WORKING DATA =>

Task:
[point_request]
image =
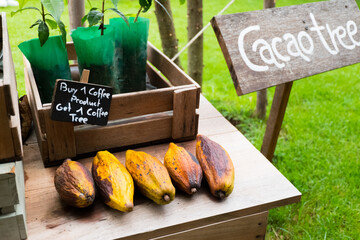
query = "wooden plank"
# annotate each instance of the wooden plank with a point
(17, 142)
(156, 78)
(60, 138)
(115, 136)
(41, 139)
(184, 113)
(8, 68)
(140, 103)
(6, 144)
(8, 188)
(48, 216)
(71, 51)
(242, 228)
(8, 209)
(277, 113)
(13, 225)
(273, 46)
(170, 70)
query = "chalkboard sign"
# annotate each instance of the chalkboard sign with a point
(273, 46)
(81, 102)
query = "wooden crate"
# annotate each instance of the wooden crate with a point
(10, 133)
(166, 113)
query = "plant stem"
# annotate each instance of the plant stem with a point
(137, 15)
(43, 12)
(103, 18)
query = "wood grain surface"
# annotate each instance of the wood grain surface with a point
(311, 38)
(259, 186)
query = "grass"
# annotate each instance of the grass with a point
(318, 149)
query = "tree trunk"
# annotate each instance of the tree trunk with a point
(261, 101)
(195, 51)
(167, 30)
(76, 12)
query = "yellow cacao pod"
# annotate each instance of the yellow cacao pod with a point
(150, 176)
(114, 182)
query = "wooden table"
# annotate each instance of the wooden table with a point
(259, 186)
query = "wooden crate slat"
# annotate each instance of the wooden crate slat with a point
(168, 68)
(184, 113)
(99, 138)
(140, 103)
(6, 145)
(156, 78)
(60, 137)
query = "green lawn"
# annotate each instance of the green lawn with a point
(318, 148)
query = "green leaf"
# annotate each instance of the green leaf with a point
(94, 17)
(120, 14)
(115, 2)
(36, 23)
(145, 4)
(62, 30)
(83, 20)
(22, 9)
(43, 32)
(51, 23)
(22, 3)
(162, 6)
(54, 7)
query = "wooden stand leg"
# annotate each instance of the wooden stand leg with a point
(277, 112)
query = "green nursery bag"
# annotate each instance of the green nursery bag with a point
(96, 53)
(131, 53)
(48, 63)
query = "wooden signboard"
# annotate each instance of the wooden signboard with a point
(81, 102)
(276, 46)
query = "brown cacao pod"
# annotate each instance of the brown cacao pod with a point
(75, 184)
(216, 165)
(183, 168)
(114, 182)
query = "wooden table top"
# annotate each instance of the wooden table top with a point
(259, 186)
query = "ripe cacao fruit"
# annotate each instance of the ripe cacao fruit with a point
(216, 165)
(150, 176)
(114, 182)
(74, 183)
(183, 168)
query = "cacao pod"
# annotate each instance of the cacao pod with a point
(74, 183)
(150, 176)
(216, 165)
(114, 182)
(183, 168)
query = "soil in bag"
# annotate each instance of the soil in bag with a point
(131, 53)
(48, 63)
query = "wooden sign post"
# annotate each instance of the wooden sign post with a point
(274, 47)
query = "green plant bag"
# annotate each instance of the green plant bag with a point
(96, 53)
(48, 63)
(131, 53)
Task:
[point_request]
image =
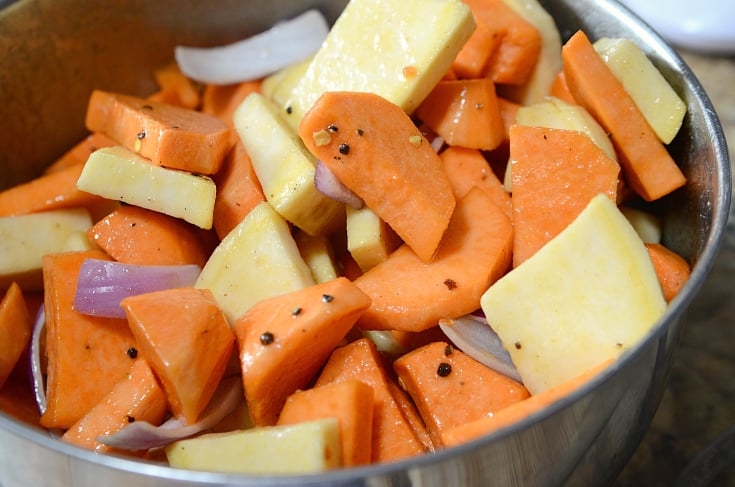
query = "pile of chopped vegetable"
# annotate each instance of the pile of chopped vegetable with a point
(324, 247)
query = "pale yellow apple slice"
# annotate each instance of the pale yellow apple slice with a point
(117, 173)
(397, 49)
(587, 296)
(308, 447)
(258, 259)
(662, 108)
(25, 239)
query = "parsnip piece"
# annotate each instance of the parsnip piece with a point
(278, 86)
(308, 447)
(285, 168)
(258, 259)
(662, 108)
(587, 296)
(117, 173)
(646, 224)
(318, 254)
(369, 239)
(25, 239)
(397, 49)
(556, 113)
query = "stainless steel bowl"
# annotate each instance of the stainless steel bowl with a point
(53, 53)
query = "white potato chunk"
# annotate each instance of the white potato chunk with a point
(398, 49)
(300, 448)
(662, 108)
(25, 239)
(120, 174)
(587, 296)
(258, 259)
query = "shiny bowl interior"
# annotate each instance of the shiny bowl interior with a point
(54, 53)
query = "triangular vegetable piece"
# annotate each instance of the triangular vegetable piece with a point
(464, 113)
(136, 397)
(351, 402)
(78, 346)
(647, 166)
(136, 235)
(284, 341)
(393, 437)
(410, 295)
(589, 294)
(450, 388)
(555, 174)
(373, 147)
(186, 339)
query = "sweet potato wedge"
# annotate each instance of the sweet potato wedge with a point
(78, 346)
(185, 337)
(15, 330)
(373, 148)
(168, 135)
(351, 402)
(555, 174)
(393, 437)
(450, 388)
(136, 397)
(284, 341)
(647, 166)
(410, 295)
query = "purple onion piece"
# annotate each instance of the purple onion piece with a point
(474, 336)
(34, 356)
(102, 284)
(142, 435)
(328, 184)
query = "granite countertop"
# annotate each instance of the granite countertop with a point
(699, 402)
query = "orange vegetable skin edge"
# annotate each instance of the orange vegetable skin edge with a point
(136, 235)
(15, 330)
(450, 388)
(671, 268)
(184, 336)
(520, 410)
(170, 136)
(283, 341)
(374, 148)
(520, 42)
(351, 402)
(555, 174)
(410, 295)
(48, 192)
(464, 113)
(87, 355)
(136, 397)
(647, 166)
(393, 436)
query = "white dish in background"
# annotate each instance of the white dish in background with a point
(700, 25)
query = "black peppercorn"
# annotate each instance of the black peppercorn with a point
(444, 369)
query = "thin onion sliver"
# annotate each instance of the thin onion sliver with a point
(285, 43)
(37, 380)
(142, 435)
(473, 336)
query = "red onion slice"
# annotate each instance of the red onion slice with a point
(102, 284)
(34, 355)
(283, 44)
(328, 184)
(473, 335)
(142, 435)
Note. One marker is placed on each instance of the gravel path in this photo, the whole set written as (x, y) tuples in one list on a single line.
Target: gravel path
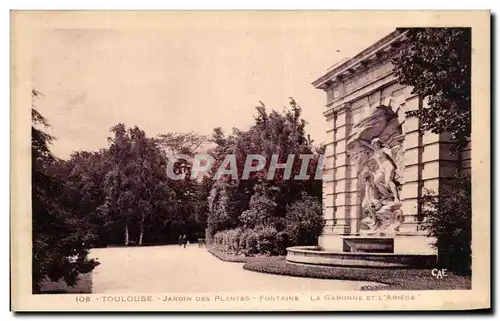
[(175, 269)]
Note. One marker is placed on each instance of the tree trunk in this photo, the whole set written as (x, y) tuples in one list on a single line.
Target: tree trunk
[(141, 230), (141, 234), (126, 234)]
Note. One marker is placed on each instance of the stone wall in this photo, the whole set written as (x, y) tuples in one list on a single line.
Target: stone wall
[(427, 157)]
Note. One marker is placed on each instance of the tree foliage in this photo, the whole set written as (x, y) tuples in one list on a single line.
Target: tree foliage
[(436, 62), (448, 217), (257, 202), (60, 240)]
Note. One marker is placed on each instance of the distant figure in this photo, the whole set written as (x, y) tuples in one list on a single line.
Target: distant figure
[(184, 240)]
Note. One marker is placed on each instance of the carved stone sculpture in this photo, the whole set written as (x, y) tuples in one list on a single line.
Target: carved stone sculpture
[(379, 165)]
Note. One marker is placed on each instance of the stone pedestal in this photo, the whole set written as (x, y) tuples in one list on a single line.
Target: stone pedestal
[(353, 89)]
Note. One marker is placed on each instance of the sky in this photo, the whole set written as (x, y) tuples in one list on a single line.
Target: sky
[(184, 78)]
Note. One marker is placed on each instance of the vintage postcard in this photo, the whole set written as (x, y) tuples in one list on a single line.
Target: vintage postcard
[(250, 160)]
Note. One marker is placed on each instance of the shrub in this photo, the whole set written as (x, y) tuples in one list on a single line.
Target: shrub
[(266, 238), (447, 217), (304, 220), (283, 241), (262, 208), (251, 246)]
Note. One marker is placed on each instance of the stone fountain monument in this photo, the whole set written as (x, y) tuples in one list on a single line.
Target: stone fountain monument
[(377, 166)]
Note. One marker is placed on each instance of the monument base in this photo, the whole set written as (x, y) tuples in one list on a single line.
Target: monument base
[(405, 243)]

WHAT NEEDS TO BE DONE =>
Copy out every line of all the items above word for word, leaving out the pictures.

EXPECTED OUTPUT =>
Task:
[point_request]
image =
query = "wooden plank"
# annotate each instance of the wooden plank with a point
(17, 142)
(156, 78)
(60, 138)
(115, 136)
(41, 139)
(184, 113)
(8, 68)
(140, 103)
(6, 144)
(8, 188)
(48, 216)
(71, 51)
(242, 228)
(8, 209)
(277, 113)
(13, 225)
(273, 46)
(170, 70)
query = "chalkboard sign"
# annotate each instance of the chalkboard sign with a point
(273, 46)
(81, 102)
query = "wooden crate"
# annotate each instance of the wooden crate with a point
(10, 133)
(166, 113)
query = "plant stem"
# annotate each instance of the plant stem with a point
(137, 15)
(43, 12)
(103, 18)
query = "wood grain surface"
# annotate each instance of the wood grain surface with a point
(311, 38)
(259, 186)
query = "grass"
# annotate each instance of the grass with a point
(318, 149)
query = "tree trunk"
# annotate each instance of the tree trunk with a point
(261, 101)
(195, 51)
(167, 30)
(76, 12)
query = "yellow cacao pod"
# annotate each instance of the yellow cacao pod with a point
(150, 176)
(114, 182)
query = "wooden table"
# annotate each instance of the wooden table with a point
(259, 186)
query = "wooden crate slat"
# annotate each instance of the wooden crate slat with a point
(168, 68)
(184, 113)
(99, 138)
(140, 103)
(6, 145)
(156, 78)
(60, 137)
query = "green lawn"
# annotate each instance of the green lawn with a point
(318, 148)
query = "green leaf"
# annotate each instance of the green leaf with a point
(94, 17)
(120, 14)
(115, 2)
(36, 23)
(145, 4)
(62, 30)
(83, 20)
(22, 9)
(43, 32)
(51, 23)
(22, 3)
(162, 6)
(54, 7)
query = "wooden stand leg"
# annotate each instance of the wooden stand leg with a point
(277, 112)
query = "green nursery bag"
# annotate each instance of the green nursery bag with a point
(96, 53)
(131, 53)
(48, 63)
query = "wooden signboard"
# annotate each instance of the wooden signboard with a point
(81, 102)
(276, 46)
query = "brown cacao pod"
# annotate each instance of the brown cacao pod with a point
(75, 184)
(216, 165)
(183, 168)
(114, 182)
query = "wooden table top"
# annotate each instance of the wooden table top with a point
(259, 186)
query = "ripe cacao fruit"
# annotate each instance of the ripe cacao fruit with a point
(216, 165)
(150, 176)
(114, 182)
(74, 183)
(183, 168)
query = "cacao pod"
# annotate each instance of the cacao pod with a point
(74, 183)
(150, 176)
(216, 165)
(114, 182)
(183, 168)
query = "soil in bag"
# annotate each instance of the soil in bag with a point
(131, 53)
(48, 63)
query = "wooden sign post"
# annotate each instance of the wooden sign post with a point
(274, 47)
query = "green plant bag"
# annotate each instance of the green plant bag with a point
(96, 53)
(48, 63)
(131, 53)
Task:
[point_request]
image =
query = "pile of chopped vegetable"
# annotate each instance of the pile of chopped vegetable with a point
(324, 247)
query = "pale yellow apple slice"
# annotate each instance of the pale yellow apple slice with a point
(117, 173)
(397, 49)
(587, 296)
(308, 447)
(258, 259)
(662, 108)
(25, 239)
query = "parsnip piece"
# annotate each instance of the parsnip piece with a point
(278, 86)
(308, 447)
(285, 168)
(258, 259)
(662, 108)
(587, 296)
(117, 173)
(646, 224)
(318, 254)
(369, 239)
(25, 239)
(397, 49)
(556, 113)
query = "stainless steel bowl"
# annotate each instance of the stainless steel bowl with a point
(53, 53)
query = "white potato chunk"
# annotate each instance of the white potato chunk with a point
(398, 49)
(300, 448)
(662, 108)
(25, 239)
(120, 174)
(587, 296)
(258, 259)
query = "shiny bowl interior"
# annotate each instance of the shiny bowl interior with a point
(54, 53)
query = "triangular vegetable piece"
# annotate each instance of the triangular vegetable piece with a point
(464, 113)
(136, 397)
(351, 402)
(78, 346)
(647, 166)
(136, 235)
(284, 341)
(393, 437)
(410, 295)
(589, 294)
(450, 388)
(555, 174)
(373, 147)
(186, 339)
query = "sweet potato wedge"
# annotate each instance of the sweet potato wedge with a point
(78, 346)
(185, 337)
(15, 330)
(373, 148)
(168, 135)
(351, 402)
(555, 174)
(393, 437)
(450, 388)
(136, 397)
(284, 341)
(647, 166)
(410, 295)
query = "purple onion piece"
# annotate each instance of the purple onion piece with a point
(474, 336)
(34, 356)
(102, 284)
(142, 435)
(328, 184)
query = "granite countertop"
# annotate each instance of the granite countertop with a point
(699, 402)
query = "orange vegetable skin edge"
# annotate each instance of the orange vegetable skin edge with a point
(136, 235)
(15, 330)
(450, 388)
(671, 268)
(184, 336)
(520, 410)
(170, 136)
(283, 341)
(374, 148)
(520, 42)
(351, 402)
(555, 174)
(410, 295)
(48, 192)
(464, 113)
(87, 355)
(136, 397)
(647, 166)
(393, 436)
query = "white dish in background"
# annotate each instance of the white dish in background with a point
(700, 25)
query = "black peppercorn"
# annotate each instance of the black peppercorn with a point
(444, 369)
query = "thin onion sliver"
# annotate each instance of the thin onion sliver with a point
(285, 43)
(37, 380)
(142, 435)
(473, 336)
query = "red onion slice"
# annotate each instance of the red onion slice with a point
(102, 284)
(34, 355)
(283, 44)
(328, 184)
(473, 335)
(142, 435)
Note. One marker is placed on each instance of the gravel path in this photo, the whole set written as (x, y) tuples in one list on a single line.
Target: gravel path
[(175, 269)]
Note. One marker is placed on each instance of the tree trunk in this photo, the whole set written as (x, y) tuples in one list on a single line.
Target: tree trunk
[(141, 230), (141, 234), (126, 234)]
Note. One marker is placed on each instance of the stone wall in this photo, the whole set written as (x, y) tuples in one list on a single line.
Target: stone wall
[(427, 157)]
Note. One marker is placed on each instance of the tree foliage in this photo, the whole set written as (x, y) tuples in one list on a single line.
Target: tree foliage
[(436, 62), (448, 217), (257, 202), (60, 240)]
Note. One marker is placed on each instance of the distant figure in this photo, the whole set written as (x, y) tuples in one list on a single line.
Target: distant figure
[(184, 240)]
Note. One marker is placed on each instance of the carved stone sculpture in this photo, the whole set written as (x, y) tuples in one list on a single line.
Target: carved stone sculpture
[(379, 165)]
Note. One marker is placed on each instance of the stone pedestal in this photo, the whole set written as (x, y) tuples in one list on a single line.
Target: stone pedestal
[(353, 89)]
Note. One marker is placed on each instance of the sky in this photo, the whole set written as (x, y) tuples in one list on a single line.
Target: sky
[(184, 78)]
Note. One marker is placed on each instance of the vintage postcard in this photo, the whole set written as (x, y) tuples in one list on a single line.
Target: vintage postcard
[(250, 160)]
Note. One marker is placed on each instance of the shrub in this photo, the whole set written as (x, y) tuples in one list on a single line.
Target: shrub
[(266, 238), (447, 217), (304, 220), (283, 241), (262, 208), (251, 246)]
Note. One marker is placed on each instance of the stone fountain monument in this photo, the whole set written as (x, y) tuples in one list on a single line.
Target: stone fountain monument
[(377, 166)]
Note. One marker is placed on each instance of the monument base in this photo, the whole set written as (x, y) tuples in one list on a single line.
Target: monument base
[(405, 243)]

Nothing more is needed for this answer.